**** Selected passage ****

Harry Hayek is eyeing a career in GT racing after a torrid two years that have seen him largely relegated to the sidelines.
A heavy crash while racing in British Formula 3 saw Hayek break his back in 2017, before he made a one-off appearance in the Kumho Tyre Super3 Series last season.
However, having been diagnosed with a kidney disease, the outing proved too much and prevented him pursuing further opportunities.
Now in remission, Hayek is now looking to rekindle his fledgling career.
“When I jumped in for that Kumho round, although my back had healed, I was still on heavy medication,” Hayek told Speedcafe.com of his one-off Super3 outing last year.
“In my head I was ready, and I felt that I was ready, but physically body wasn’t able to cope. I was getting severe cramps, migraine headaches.
“From there I had another close to a year off and just recently, in the last few months, I’ve come into remission.
“They’re taking me off all the medication, so all the heavy drugs I’m off now, and that’s when we started looking to, I guess, make the comeback and start driving again.”
That began with an outing in Formula 4 at Phillip Island before he joined the Toyota 86 Racing Series at Townsville earlier this month.
Another three outings in the series are set to follow while Hayek continues to work away on future plans.
“As you can understand, the sport is very, very expensive,” the Sydneysider explained.
“A lot of time, money, and effort goes in to racing and when we were racing overseas we had sponsors and everything was going great.
“Then it took a bit of a twist and trying to come back, it is difficult but it’s what I love.
“Right now I’ve just been working in my family business, funding my racing. We’re in real estate, so all the sales I make, everything goes towards the racing.”
Initially looking at a career in Supercars, over the last 12 months Hayek has broadened his horizons and is entertaining the prospect of a potential return to competition in Europe.

****

**Parts of the exercise**
a. List every injury or health problem the article about Harry Hayek says he suffered.
b. Carry on the article about Harry Hayek's racing comeback from its last sentence.

**** Supplied data ****

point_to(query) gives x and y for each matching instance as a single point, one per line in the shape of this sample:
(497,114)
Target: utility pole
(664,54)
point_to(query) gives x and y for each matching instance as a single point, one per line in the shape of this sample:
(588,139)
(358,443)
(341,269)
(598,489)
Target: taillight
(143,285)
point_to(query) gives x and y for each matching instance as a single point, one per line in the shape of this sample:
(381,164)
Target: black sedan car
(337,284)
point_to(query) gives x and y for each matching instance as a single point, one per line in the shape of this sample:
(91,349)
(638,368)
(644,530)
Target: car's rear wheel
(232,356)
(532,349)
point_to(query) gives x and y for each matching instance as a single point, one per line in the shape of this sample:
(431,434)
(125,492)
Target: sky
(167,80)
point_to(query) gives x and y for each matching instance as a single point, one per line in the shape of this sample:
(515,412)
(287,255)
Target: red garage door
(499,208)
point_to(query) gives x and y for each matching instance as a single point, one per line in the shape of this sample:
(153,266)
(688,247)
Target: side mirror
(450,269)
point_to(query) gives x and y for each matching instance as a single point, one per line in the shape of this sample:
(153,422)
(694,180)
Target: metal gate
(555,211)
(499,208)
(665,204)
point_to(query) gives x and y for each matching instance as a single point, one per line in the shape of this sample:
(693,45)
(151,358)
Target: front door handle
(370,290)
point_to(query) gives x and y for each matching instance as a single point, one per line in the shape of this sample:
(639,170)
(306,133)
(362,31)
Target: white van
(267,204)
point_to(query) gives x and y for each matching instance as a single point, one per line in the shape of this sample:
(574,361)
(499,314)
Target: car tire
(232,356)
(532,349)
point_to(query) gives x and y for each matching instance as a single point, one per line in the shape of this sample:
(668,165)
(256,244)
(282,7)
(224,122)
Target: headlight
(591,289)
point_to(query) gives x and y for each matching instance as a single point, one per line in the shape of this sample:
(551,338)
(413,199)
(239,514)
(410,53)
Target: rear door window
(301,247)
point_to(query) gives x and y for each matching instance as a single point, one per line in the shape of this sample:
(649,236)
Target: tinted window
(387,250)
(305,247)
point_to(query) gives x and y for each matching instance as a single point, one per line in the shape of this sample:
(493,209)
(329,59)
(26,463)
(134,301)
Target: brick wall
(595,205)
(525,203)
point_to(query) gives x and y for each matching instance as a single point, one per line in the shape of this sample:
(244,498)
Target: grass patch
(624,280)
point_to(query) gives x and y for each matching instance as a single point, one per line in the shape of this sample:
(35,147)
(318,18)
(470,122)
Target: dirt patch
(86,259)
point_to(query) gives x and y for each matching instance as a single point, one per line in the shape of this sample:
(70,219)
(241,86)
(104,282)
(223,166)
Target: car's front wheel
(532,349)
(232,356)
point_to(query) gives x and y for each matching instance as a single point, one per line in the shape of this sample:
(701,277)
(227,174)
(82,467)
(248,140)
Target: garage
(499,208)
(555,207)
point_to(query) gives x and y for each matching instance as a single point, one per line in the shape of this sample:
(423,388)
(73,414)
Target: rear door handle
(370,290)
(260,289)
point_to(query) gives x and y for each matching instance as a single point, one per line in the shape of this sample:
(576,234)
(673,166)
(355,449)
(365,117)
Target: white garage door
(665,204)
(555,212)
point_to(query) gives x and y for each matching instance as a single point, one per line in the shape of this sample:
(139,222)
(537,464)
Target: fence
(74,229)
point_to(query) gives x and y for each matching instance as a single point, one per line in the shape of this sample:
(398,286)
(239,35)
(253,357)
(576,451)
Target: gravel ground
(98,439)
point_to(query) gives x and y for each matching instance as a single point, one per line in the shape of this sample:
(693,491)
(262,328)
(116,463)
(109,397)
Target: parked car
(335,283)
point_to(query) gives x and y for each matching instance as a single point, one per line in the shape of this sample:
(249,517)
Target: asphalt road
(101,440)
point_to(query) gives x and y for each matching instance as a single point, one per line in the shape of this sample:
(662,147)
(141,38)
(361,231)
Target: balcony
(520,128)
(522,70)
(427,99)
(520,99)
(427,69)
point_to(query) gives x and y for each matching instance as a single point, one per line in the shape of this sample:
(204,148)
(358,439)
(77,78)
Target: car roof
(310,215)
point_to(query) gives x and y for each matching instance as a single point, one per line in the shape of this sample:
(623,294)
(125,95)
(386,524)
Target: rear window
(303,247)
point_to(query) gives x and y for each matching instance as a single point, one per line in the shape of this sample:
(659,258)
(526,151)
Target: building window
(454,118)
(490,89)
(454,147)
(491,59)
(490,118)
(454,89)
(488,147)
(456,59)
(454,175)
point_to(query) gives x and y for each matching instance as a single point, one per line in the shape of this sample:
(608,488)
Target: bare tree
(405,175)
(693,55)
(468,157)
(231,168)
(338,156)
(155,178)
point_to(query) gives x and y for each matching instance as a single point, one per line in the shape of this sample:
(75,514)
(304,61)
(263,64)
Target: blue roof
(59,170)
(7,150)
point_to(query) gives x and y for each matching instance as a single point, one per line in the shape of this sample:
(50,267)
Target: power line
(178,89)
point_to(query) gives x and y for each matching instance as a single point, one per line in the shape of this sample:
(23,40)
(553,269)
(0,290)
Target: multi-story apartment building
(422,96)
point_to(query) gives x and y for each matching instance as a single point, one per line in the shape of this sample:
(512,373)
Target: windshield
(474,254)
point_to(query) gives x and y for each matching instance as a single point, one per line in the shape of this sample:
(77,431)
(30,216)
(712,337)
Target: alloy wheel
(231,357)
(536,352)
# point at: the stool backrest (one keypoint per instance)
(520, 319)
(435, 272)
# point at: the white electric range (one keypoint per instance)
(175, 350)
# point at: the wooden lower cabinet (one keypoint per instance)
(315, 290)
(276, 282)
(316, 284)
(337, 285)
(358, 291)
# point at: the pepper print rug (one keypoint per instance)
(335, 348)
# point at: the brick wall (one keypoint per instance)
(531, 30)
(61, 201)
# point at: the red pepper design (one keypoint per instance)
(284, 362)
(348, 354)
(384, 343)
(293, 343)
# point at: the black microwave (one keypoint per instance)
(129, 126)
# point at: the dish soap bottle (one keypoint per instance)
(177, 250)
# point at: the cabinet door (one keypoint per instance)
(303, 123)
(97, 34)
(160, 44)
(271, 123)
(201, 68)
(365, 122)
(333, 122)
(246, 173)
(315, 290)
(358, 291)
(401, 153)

****

**Your responses**
a. A broken back, kidney disease, severe cramps and migraine headaches.

b.
“We started thinking ‘what exactly do I want out of the sport?’ And from the start, everything that I’ve said is I just want to become a professionally paid racing driver,” he reasoned.
“I’ve never really been set on a championship and, based off that, we’ve been looking at the Supercars as an option so I can stay in Australia and that’s what we can attack.
“But the more time we’ve spent reflecting on that question, to actually make it as a professionally paid driver in the Supercars, you can agree, it’s a very small window and the steps that you take are very limited to what categories you run.
“So just recently we’ve started looking into venturing into the GT side of things, where we can race here or I guess that also leads overseas.
“Whether that be racing and becoming a factory driver or racing alongside a gentleman driver, I guess my goal is just to become a professionally paid driver.
“We’ve actually got a contact over in the UK that I met when I was over there racing, and there’s something GT related that’s popped up, that’s surfaced,” he added.
“Right now we’re just trying to negotiate a deal and then get over there to do some testing.
“That’s what we’re trying to get our hands on and then take that opportunity.
“But the 86 Series, I guess it’s a very good deal and you’re racing on some fantastic tracks, it’s close racing, and that’s probably exactly what I need coming back from a single seater background.”